**What you have to do:** Rewrite the lines below, replacing "distant mountain ridge" with "far-off hill crest" and leaving everything else unchanged. Omit the pictures from your answer.

**Records shown:**
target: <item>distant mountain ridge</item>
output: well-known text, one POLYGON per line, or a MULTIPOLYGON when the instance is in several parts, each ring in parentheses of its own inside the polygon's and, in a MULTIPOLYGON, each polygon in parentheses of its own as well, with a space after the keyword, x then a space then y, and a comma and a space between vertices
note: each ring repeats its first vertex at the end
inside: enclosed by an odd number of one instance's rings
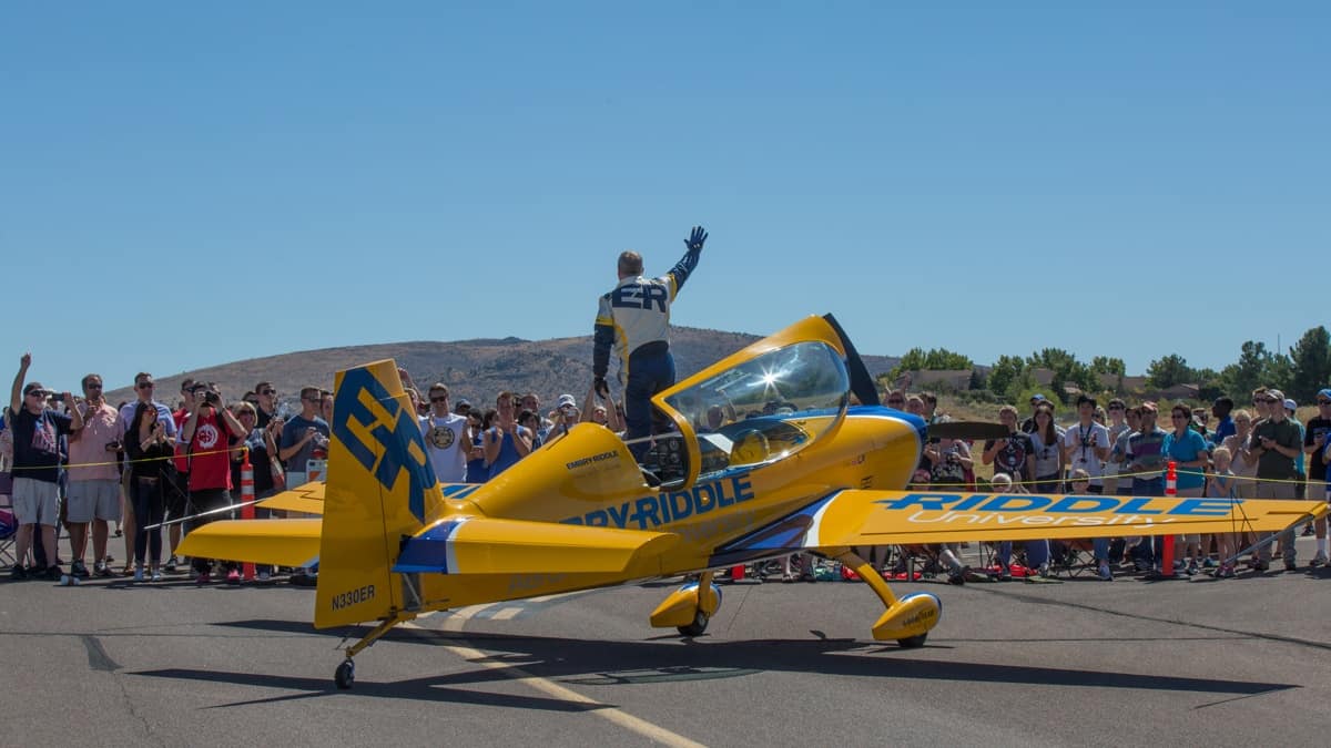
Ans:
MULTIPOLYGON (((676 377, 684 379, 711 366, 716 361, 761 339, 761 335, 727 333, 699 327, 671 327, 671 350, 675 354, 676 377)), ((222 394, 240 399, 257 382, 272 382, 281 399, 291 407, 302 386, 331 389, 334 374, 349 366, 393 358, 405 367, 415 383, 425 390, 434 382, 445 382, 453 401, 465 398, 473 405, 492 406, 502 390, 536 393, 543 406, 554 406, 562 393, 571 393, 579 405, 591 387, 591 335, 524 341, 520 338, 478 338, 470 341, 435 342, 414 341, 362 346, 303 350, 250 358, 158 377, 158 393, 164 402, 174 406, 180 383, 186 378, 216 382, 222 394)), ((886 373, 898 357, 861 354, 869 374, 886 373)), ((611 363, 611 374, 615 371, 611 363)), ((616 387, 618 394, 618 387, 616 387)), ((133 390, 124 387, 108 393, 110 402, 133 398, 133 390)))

**Result of this task:**
target: <item>far-off hill crest</item>
output: well-known text, one POLYGON per line, or a MULTIPOLYGON when the instance is in several parts, each ring in parentheses of its own inside the polygon's and, in a MULTIPOLYGON, each polygon in parentheses of its own as well, with a space after the keyword, x then a space then y, and a comma and a space between vertices
note: each ring repeats its first vertex at the end
inside: enclosed by an odd number of one instance's rings
Ans:
MULTIPOLYGON (((676 377, 684 379, 711 366, 716 361, 761 339, 761 335, 727 333, 699 327, 671 327, 671 350, 675 354, 676 377)), ((222 394, 240 399, 257 382, 272 382, 281 399, 291 407, 302 386, 331 389, 334 374, 349 366, 393 358, 405 367, 415 383, 425 390, 434 382, 445 382, 453 401, 465 398, 473 405, 492 406, 502 390, 536 393, 543 406, 554 406, 562 393, 571 393, 579 405, 591 387, 591 335, 524 341, 520 338, 478 338, 470 341, 435 342, 414 341, 362 346, 303 350, 250 358, 158 377, 158 393, 164 402, 174 406, 180 383, 186 378, 216 382, 222 394)), ((886 373, 898 357, 861 354, 869 374, 886 373)), ((611 363, 611 374, 615 371, 611 363)), ((616 387, 618 394, 618 387, 616 387)), ((133 390, 124 387, 108 393, 110 402, 133 398, 133 390)))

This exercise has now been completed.